> _TASK DIRECTIONS_
Nothing but a full, exact copy of the data is needed.

> _Collected data_

==================================================

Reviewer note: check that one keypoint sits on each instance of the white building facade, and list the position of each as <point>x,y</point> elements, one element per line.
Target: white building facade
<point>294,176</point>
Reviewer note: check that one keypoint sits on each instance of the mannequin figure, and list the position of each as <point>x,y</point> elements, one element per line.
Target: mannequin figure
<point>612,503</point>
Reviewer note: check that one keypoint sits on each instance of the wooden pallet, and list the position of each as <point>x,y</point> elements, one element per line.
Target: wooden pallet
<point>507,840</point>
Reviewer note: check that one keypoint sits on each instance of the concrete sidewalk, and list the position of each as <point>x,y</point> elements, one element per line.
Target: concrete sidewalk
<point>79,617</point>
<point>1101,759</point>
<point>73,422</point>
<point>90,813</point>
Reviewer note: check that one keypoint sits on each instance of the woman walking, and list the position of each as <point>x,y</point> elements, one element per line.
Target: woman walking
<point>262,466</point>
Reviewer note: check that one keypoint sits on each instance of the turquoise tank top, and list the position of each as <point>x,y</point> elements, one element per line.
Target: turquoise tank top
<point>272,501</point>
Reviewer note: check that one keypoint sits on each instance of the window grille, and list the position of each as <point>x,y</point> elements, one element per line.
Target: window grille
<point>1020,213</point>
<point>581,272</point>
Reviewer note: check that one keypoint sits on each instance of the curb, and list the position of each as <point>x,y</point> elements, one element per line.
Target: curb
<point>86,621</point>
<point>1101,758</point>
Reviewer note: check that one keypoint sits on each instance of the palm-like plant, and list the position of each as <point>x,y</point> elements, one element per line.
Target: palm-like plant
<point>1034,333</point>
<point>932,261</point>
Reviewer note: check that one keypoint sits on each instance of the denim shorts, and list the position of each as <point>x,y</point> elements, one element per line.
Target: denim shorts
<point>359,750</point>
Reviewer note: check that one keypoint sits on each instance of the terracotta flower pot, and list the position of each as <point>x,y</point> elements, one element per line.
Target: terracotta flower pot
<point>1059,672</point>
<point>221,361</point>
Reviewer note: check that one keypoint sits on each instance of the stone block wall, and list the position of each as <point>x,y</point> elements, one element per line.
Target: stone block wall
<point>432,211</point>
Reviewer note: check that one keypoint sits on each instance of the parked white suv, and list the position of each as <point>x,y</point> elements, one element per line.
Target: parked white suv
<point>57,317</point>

==================================================

> _EXERCISE SOLUTION_
Reviewer note: check that one keypoint sits on each instance of the white building facade, and list the position of each as <point>x,y</point> elements, one element per line.
Target: white building facade
<point>294,176</point>
Reviewer note: check that one keypoint sits on each instance of the mannequin figure, and list the position of each as <point>x,y</point> elements, one element per line.
Target: mannequin figure
<point>612,503</point>
Reviewer note: check that one keypoint sits on each instance of the wooden pallet, and list the position of each as <point>x,y</point> elements, one element per line.
Target: wooden pallet
<point>507,840</point>
Reviewer note: check that one keypoint sits on each instance of the concrete sidewalk, and list the position of each as <point>x,y</point> elements, one element per line.
Target: concrete sidewalk
<point>79,617</point>
<point>1101,759</point>
<point>73,422</point>
<point>90,813</point>
Reviewer note: check that one keypoint sits on each instance of the woman walking, and list the position of each as <point>x,y</point> elements, one element per line.
Target: woman walking
<point>262,466</point>
Reviewer note: check that one keypoint sits on each instance of the turquoise tank top, and list the position of each as <point>x,y</point> elements, one element per line.
Target: turquoise tank top
<point>272,501</point>
Reviewer note: check that one keypoint sits on each instance of the window grille, and list the position of each as <point>x,y</point> elements, one element per line.
Target: window grille
<point>1020,213</point>
<point>581,272</point>
Reviewer note: check that one keypoint sits on each instance of the curb, and list the position of each as <point>x,y</point> elements, one element per line.
Target: curb
<point>86,621</point>
<point>1101,758</point>
Reviewer note: check that one keypoint sits on each instance of the palm-like plant, and list the position of each as <point>x,y</point> elements, one element per line.
Target: palm-like plant
<point>1034,333</point>
<point>932,261</point>
Reviewer note: check that one keypoint sits on each instance of the denim shorts, and list the position of each as <point>x,y</point> elements, one element per line.
Target: denim shorts
<point>359,750</point>
Reviewer note: check that one keypoint sits on each instance of the terracotta flower pot, and list the position of each as <point>x,y</point> elements, one element per line.
Target: terracotta flower pot
<point>1059,672</point>
<point>221,361</point>
Reviewer note: check that one keypoint sits on each instance of the stone block wall, and list the position of each as <point>x,y</point> elements, one element per line.
Target: stone block wall
<point>432,211</point>
Reviewer note: check that one keypoint sits on each instance of the parked white suv, and list the position of each as <point>x,y</point> elements, one element per line.
Target: parked white suv
<point>57,317</point>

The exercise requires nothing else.